*EXERCISE BRIEF*: This task calls for printing every entry exactly.
══ DATASET RECORDS ══
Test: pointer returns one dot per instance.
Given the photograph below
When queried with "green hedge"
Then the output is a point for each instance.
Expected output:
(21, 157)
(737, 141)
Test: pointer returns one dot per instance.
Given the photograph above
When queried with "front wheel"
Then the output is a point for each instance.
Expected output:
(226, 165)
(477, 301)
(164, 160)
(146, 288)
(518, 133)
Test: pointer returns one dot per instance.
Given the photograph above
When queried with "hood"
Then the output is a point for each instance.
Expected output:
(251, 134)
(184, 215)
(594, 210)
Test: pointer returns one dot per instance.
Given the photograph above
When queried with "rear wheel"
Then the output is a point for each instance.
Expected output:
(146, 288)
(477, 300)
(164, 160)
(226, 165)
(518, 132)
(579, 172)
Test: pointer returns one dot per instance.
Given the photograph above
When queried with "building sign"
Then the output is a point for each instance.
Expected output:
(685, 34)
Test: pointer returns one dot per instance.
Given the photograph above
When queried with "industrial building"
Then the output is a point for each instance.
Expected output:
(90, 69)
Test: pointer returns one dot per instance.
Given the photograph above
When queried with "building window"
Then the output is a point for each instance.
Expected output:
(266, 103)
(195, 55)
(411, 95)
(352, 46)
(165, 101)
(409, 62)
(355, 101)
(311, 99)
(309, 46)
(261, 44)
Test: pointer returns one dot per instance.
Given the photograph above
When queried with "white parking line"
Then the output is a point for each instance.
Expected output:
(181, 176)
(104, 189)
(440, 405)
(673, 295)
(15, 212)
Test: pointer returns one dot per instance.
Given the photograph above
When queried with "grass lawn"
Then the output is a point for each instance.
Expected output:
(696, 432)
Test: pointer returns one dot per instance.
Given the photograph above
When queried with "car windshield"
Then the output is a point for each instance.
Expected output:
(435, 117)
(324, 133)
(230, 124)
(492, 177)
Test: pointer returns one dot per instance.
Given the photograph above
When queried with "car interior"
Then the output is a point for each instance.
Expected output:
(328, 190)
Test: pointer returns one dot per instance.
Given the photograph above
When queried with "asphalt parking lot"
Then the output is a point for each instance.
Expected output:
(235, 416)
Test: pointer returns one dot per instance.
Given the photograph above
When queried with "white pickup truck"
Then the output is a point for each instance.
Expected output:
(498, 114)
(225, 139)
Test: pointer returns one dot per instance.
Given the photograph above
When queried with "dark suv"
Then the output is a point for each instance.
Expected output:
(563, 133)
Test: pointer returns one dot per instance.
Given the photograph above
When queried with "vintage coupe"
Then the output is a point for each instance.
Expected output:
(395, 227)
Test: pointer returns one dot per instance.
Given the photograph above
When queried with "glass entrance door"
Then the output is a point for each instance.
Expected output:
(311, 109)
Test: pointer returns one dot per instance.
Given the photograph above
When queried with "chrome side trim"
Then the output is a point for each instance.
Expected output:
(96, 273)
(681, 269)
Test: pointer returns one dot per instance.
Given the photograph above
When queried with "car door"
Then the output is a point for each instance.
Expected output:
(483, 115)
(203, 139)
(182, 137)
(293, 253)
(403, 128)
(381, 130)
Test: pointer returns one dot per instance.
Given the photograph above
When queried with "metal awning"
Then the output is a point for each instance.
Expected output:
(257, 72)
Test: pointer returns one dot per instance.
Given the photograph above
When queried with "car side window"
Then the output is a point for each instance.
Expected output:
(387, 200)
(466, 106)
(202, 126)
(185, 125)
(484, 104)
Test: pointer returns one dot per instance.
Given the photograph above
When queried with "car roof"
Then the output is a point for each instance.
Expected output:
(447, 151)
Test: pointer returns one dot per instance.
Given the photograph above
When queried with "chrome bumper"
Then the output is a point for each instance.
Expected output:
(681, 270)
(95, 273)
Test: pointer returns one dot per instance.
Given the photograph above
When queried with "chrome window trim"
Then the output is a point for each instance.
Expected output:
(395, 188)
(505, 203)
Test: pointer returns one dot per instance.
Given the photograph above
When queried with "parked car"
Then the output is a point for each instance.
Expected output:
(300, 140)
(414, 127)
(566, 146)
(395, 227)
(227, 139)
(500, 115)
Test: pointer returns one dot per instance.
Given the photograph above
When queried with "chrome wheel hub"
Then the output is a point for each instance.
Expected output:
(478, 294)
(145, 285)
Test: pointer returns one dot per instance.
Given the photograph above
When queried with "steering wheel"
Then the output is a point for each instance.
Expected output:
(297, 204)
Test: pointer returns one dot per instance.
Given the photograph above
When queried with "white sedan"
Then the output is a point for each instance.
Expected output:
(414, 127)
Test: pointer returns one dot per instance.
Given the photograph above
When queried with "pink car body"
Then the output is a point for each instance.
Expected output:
═══
*ANSWER SECTION*:
Test: pointer returns one dot per instance.
Given the photograph below
When queried with "green hedge"
Then the output is a point for each instance.
Expected output:
(21, 157)
(737, 141)
Test: pointer returns one dot per instance.
Given the photograph above
When queried with "front wheel"
Then the output is a point for each instance.
Expected output:
(226, 165)
(477, 301)
(164, 160)
(146, 288)
(518, 133)
Test: pointer returns one dot per instance.
Given the photograph above
When queried with "hood"
Then the output is a point for each instance.
Expected output:
(251, 134)
(184, 215)
(594, 210)
Test: pointer returns one dot per instance.
Given the photograph above
When queried with "rear wheel"
Then the output is a point for each instance.
Expected output:
(146, 288)
(477, 300)
(164, 160)
(226, 165)
(518, 132)
(579, 172)
Test: pointer returns one dot per instance.
Given the photograph above
When queried with "building sign"
Then the output is a point for each instance.
Expected output:
(685, 34)
Test: pointer returns one dot per instance.
Given the photograph above
When queried with "industrial building"
Then the output is a point for each instance.
Expected output:
(90, 69)
Test: pointer returns one dot per instance.
Given the photograph above
When queried with "building window"
Then the output is a point for each instance.
Expected output:
(266, 103)
(195, 55)
(411, 95)
(352, 46)
(165, 101)
(409, 62)
(355, 101)
(311, 99)
(309, 46)
(261, 44)
Test: pointer returns one dot per instance.
Given the photograph above
When queried with "white parking line"
Then the output is a point for each instance.
Expected output:
(181, 176)
(104, 189)
(440, 405)
(673, 295)
(15, 212)
Test: pointer returns one dot per instance.
Given the photograph above
When queried with "grass lawn"
Then the output is a point for each instance.
Expected output:
(696, 432)
Test: pointer returns one dot per instance.
Given the photograph above
When queried with "car windshield"
Then the output is a point for each instance.
Expected output:
(435, 117)
(324, 133)
(230, 124)
(492, 177)
Test: pointer returns one dot per instance.
Given the photograph above
When queried with "car interior"
Then the output is a point for each instance.
Expected output:
(328, 190)
Test: pointer returns one dot per instance.
Given the photograph above
When queried with "asphalt parking lot"
Then the output is a point for each instance.
Expected output:
(235, 416)
Test: pointer returns one dot per instance.
Given the photograph above
When queried with "white pickup truck"
Then the output is a point for each instance.
Expected output:
(498, 114)
(225, 139)
Test: pointer returns one dot per instance.
Given the photograph above
When queried with "dark suv"
Then the output is a point for each instance.
Expected output:
(563, 133)
Test: pointer returns one dot per instance.
Given the photograph above
When queried with "vintage coupe"
Then the output is a point for each instance.
Expected output:
(395, 227)
Test: pointer returns one dot per instance.
Given the photograph above
When queried with "glass entrance door"
Then the output is a point for each instance.
Expected output:
(311, 109)
Test: pointer returns one dot per instance.
Given the photograph above
When queried with "chrome side trim"
Then the output is a point for each instance.
Expected output:
(96, 273)
(681, 269)
Test: pointer returns one dot per instance.
Given the photograph above
When queried with "car door"
Then the output is a point for each instance.
Expected output:
(483, 115)
(203, 139)
(182, 137)
(293, 253)
(403, 128)
(381, 130)
Test: pointer returns one dot per instance.
Given the photograph above
When queried with "metal awning"
Then the output is a point for each instance.
Expected output:
(257, 72)
Test: pointer returns one dot per instance.
Given the photograph above
When queried with "car side window"
Then the output is a point for each instance.
Expected output:
(387, 200)
(466, 106)
(202, 126)
(185, 125)
(484, 104)
Test: pointer returns one dot per instance.
Given the photograph above
When queried with "car roof"
Then the output is a point for each instance.
Expected output:
(447, 151)
Test: pointer returns one dot per instance.
Given the photograph above
When queried with "chrome bumper"
Then the output is a point for each instance.
Expected output:
(681, 270)
(95, 273)
Test: pointer returns one dot per instance.
Given the photograph above
When queried with "chrome window trim"
Then the output is a point for each instance.
Expected output:
(395, 188)
(505, 203)
Test: pointer returns one dot per instance.
Given the photograph above
When queried with "parked car"
Then the output is a point for each instance.
Expected output:
(300, 140)
(414, 127)
(566, 146)
(395, 227)
(227, 139)
(500, 115)
Test: pointer returns one dot per instance.
Given the photograph above
When queried with "chrome wheel hub"
Then the output is a point for each instance.
Expected output:
(478, 294)
(145, 285)
Test: pointer returns one dot per instance.
Given the photograph above
When queried with "steering wheel"
Then the output is a point for each instance.
Expected output:
(297, 204)
Test: pointer returns one dot per instance.
Given the photograph above
When queried with "white sedan"
Then the output is a point for each instance.
Expected output:
(414, 127)
Test: pointer returns one dot per instance.
Given the photograph above
When queried with "pink car body"
Then the output is a point for each instance.
Expected output:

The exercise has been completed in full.